### OBJECTIVE
Convert every line of the material below into a Markdown table with the columns Row and Line, numbering each row and leaving out blank lines.

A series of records

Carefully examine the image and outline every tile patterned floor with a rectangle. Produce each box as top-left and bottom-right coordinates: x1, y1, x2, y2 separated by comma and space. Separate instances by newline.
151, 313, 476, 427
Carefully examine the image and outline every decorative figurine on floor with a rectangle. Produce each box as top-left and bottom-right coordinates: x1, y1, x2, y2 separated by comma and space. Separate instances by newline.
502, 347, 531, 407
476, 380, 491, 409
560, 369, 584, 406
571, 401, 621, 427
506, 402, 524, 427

### THE RESPONSE
| Row | Line |
|---|---|
| 1 | Carefully examine the image and outline every tile patterned floor with a rectangle. Produce each box as top-left and bottom-right coordinates: x1, y1, x2, y2 separated by comma and space. Separate instances by newline. |
| 2 | 151, 313, 476, 427 |
| 3 | Carefully examine the image and outline every decorative figurine on floor with a rectangle. Produce each box as top-left and bottom-right coordinates: x1, y1, x2, y2 separated by comma and space. Separate instances by newline. |
| 4 | 502, 347, 531, 407 |
| 5 | 476, 380, 491, 409 |
| 6 | 560, 369, 584, 406 |
| 7 | 571, 401, 621, 427 |
| 8 | 506, 402, 524, 427 |